Find and copy each line of the data that includes "below".
-=-=-=-=-
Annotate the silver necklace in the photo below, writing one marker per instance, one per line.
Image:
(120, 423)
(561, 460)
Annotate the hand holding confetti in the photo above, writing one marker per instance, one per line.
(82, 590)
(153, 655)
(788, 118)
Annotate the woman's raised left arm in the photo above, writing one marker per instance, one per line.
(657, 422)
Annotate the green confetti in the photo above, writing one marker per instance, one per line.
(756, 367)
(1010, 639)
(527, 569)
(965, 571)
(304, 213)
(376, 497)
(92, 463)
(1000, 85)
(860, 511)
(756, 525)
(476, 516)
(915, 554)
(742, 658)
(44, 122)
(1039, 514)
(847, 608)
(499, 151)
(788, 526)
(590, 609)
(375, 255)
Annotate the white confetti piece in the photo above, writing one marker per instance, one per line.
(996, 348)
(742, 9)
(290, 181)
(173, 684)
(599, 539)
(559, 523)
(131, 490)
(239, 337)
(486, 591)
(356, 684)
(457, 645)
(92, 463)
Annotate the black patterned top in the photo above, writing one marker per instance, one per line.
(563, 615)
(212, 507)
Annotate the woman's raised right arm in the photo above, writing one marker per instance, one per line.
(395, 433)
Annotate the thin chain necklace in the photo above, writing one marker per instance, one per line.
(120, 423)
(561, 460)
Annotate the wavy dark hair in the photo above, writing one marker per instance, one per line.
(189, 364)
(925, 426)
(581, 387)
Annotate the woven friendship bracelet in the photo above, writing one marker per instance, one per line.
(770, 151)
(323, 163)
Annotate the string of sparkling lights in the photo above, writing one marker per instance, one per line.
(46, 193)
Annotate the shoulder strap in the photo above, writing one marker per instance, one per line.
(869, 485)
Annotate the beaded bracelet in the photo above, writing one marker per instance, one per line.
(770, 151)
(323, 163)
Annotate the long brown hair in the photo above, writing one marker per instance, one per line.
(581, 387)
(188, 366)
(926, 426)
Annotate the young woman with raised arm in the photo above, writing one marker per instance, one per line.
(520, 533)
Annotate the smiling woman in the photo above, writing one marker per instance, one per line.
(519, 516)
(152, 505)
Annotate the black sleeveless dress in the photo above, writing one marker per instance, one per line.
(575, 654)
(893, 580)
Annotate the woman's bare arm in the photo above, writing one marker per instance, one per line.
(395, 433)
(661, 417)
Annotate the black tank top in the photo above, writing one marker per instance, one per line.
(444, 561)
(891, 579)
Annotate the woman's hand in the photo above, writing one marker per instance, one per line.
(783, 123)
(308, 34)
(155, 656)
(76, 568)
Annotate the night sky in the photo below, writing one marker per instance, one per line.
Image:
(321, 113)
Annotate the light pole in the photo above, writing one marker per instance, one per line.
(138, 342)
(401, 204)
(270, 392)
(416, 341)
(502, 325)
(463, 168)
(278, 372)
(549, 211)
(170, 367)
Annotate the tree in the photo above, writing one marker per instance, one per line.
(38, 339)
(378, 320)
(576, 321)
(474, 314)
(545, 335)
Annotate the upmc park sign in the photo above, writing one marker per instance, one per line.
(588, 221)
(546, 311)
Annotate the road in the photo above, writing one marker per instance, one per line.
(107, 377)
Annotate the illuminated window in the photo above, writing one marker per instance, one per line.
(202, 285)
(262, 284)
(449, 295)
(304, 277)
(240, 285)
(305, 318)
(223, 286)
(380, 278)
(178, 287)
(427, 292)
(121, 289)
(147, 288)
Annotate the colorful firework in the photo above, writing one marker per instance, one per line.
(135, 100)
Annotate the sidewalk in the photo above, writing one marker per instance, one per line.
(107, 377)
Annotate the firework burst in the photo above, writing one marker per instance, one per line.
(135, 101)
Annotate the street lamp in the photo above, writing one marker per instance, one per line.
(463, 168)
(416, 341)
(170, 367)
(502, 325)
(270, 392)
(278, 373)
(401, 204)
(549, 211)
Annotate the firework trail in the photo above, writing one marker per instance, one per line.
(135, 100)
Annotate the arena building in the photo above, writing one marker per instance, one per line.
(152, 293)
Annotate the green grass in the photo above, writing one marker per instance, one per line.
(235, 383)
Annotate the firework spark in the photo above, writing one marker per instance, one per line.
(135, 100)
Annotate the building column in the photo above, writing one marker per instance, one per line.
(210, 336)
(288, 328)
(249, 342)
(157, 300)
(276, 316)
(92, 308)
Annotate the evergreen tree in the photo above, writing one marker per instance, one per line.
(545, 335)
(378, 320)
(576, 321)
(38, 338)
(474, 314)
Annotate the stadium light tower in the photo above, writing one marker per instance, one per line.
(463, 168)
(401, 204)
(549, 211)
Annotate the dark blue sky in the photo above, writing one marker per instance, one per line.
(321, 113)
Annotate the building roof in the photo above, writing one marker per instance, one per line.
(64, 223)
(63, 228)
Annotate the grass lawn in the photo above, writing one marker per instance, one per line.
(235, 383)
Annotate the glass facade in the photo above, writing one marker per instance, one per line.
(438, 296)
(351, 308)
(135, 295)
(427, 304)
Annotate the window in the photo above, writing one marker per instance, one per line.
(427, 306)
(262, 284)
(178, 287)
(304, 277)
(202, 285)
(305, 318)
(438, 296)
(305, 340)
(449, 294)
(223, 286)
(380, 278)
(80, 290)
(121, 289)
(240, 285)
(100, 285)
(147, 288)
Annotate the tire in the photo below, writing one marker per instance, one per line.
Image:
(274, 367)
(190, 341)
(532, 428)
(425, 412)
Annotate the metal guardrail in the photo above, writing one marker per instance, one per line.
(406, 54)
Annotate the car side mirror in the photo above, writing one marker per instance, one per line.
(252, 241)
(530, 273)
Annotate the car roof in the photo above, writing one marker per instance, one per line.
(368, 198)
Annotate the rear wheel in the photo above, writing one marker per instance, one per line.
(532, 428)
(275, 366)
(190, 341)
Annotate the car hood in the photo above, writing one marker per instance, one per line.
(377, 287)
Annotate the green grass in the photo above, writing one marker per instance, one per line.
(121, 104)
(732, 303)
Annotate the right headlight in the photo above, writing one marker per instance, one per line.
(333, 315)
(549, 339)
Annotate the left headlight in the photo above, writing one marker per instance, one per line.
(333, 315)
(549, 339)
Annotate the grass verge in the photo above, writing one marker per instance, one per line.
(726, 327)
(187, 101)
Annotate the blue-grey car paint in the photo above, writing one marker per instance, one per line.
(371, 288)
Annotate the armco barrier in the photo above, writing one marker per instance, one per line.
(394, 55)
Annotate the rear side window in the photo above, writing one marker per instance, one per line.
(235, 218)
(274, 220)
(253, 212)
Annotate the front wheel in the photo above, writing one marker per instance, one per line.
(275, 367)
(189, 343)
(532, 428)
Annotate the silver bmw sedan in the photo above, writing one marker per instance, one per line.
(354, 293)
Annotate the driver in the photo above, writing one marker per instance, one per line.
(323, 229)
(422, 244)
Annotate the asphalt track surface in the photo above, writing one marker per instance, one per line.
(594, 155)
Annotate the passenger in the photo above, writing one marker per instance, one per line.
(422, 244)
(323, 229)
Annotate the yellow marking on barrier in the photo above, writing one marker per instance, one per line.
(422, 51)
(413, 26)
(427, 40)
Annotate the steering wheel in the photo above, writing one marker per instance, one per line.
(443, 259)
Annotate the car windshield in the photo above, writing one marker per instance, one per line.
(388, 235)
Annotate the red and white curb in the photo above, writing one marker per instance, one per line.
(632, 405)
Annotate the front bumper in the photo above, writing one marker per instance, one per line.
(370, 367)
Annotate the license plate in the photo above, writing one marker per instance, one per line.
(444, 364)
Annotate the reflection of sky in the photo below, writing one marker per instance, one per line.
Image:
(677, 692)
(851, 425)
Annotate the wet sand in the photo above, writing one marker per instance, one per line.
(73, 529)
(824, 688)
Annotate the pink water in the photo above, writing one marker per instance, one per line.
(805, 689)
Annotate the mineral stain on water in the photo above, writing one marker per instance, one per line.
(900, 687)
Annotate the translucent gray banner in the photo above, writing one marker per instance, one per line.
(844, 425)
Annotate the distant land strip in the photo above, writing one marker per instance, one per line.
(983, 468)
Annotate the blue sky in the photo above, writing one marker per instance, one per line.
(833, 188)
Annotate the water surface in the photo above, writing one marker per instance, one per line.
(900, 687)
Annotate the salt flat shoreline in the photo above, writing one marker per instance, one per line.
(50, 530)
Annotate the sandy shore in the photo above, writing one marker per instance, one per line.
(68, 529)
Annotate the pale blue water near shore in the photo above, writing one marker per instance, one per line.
-=-=-=-=-
• [Written reply]:
Annotate the silver necklace in the photo below, writing one marker per instance, one per line.
Annotate the night sky in the photo below, writing one marker per instance, one per line.
Annotate the tire in the photo below, writing one marker per instance, one per line.
Annotate the reflection of sky in the photo below, writing one marker per instance, one per line.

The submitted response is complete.